- EXTRACTED DATA -
━━━━━━━━

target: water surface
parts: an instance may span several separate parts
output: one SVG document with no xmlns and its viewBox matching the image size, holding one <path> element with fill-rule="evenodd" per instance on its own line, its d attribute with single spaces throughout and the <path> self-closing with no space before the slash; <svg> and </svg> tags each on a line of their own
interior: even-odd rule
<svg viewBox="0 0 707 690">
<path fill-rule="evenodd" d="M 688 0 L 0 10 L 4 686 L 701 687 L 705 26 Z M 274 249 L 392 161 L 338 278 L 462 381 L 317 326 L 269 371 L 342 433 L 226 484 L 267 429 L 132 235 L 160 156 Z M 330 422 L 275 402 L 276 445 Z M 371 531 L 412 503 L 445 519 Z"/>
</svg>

━━━━━━━━

Rewrite the listing above with "water surface" swapped for "sea surface" and every other line left as it is.

- RESULT OF THE EXERCISE -
target: sea surface
parts: an instance may span several separate parts
output: one SVG document with no xmlns and its viewBox matching the image size, holding one <path> element with fill-rule="evenodd" per instance on its own line, its d attribute with single spaces throughout and the <path> self-closing with no space before the slash; <svg> and </svg> tags each on a line of their own
interior: even-odd rule
<svg viewBox="0 0 707 690">
<path fill-rule="evenodd" d="M 688 0 L 0 10 L 4 686 L 701 687 L 705 26 Z M 274 249 L 392 161 L 338 278 L 462 381 L 317 326 L 269 371 L 342 433 L 226 484 L 267 429 L 132 235 L 160 156 Z M 330 422 L 275 402 L 276 445 Z M 371 531 L 412 503 L 445 519 Z"/>
</svg>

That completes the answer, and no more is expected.